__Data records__
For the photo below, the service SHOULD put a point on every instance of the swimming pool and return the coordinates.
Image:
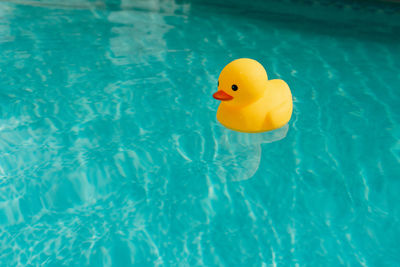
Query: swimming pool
(111, 155)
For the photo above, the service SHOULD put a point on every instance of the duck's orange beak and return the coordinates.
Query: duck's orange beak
(221, 95)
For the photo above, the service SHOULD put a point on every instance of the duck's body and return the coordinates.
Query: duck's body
(257, 104)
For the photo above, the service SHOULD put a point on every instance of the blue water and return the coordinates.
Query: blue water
(111, 155)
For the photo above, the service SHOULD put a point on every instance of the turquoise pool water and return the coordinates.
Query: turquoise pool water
(110, 153)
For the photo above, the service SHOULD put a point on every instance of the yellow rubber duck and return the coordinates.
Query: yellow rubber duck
(250, 102)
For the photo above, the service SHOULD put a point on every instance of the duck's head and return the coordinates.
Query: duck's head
(241, 82)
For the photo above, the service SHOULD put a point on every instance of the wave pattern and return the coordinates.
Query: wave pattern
(110, 153)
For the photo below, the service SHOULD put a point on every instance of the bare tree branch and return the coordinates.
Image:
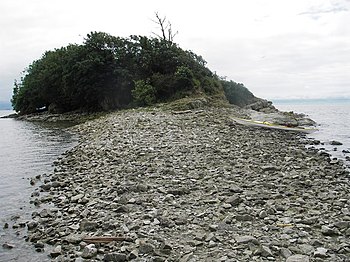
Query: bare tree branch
(165, 27)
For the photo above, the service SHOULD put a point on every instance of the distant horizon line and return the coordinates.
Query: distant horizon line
(5, 105)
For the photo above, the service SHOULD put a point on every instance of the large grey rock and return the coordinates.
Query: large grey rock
(89, 251)
(298, 258)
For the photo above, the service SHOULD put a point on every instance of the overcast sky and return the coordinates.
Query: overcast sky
(276, 48)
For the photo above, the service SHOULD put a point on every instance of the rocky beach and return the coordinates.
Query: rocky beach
(163, 185)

__EXERCISE__
Each line above gets copied exactly; leave the pictures out.

__WRITTEN REPLY__
For the photo below, the service SHOULD put a point on every instance of the swimming pool and return the coordinates.
Image:
Query: swimming pool
(111, 155)
For the photo above, the service SHOULD put a point on every instance of the duck's orange beak and return the coordinates.
Query: duck's orange beak
(221, 95)
For the photo above, the service SHOULD put a point on every instance of the duck's body and return the coordinates.
Query: duck's body
(257, 104)
For the photo above, the service SHOULD put a point on every instance of the blue water and return the coordinates.
Query: blue water
(111, 155)
For the photo above, the service SHOULD put a point on every instance of the turquoise pool water and return the coordinates.
Query: turquoise pool water
(110, 153)
For the photo above, the service SHOULD put a point on every instance of the yellow rubber duck and return the coordinates.
Query: yellow rubber duck
(250, 102)
For the photo above, the service SHOULD put a point on every instance of the duck's head and return the coordinates.
Query: duck's head
(241, 82)
For the photo above, the service SHOULD put a point on every instance of the wave pattern and return the coordinates.
Query: wave pattern
(110, 153)
For the photo below, the service SHOULD put a point on every instance of the bare tree branch and return the coordinates.
Image:
Query: bare tree branch
(165, 27)
For the photo above, the service SHOULD put a point on every instance of the distant horizon line and return the coordinates.
Query: distant horizon line
(5, 105)
For the photo above, the service SHOULD put a point on every instance of the large grey rock and return the coordinates.
Query: large grey rock
(89, 251)
(298, 258)
For the photo above, the service SHOULD put a point on every instance of the overcast sky and return the coordinates.
Query: overcast sky
(276, 48)
For the photo above, the service SHOULD put a point on every instance of the rocky beach and return the coordinates.
Query: rocky beach
(163, 185)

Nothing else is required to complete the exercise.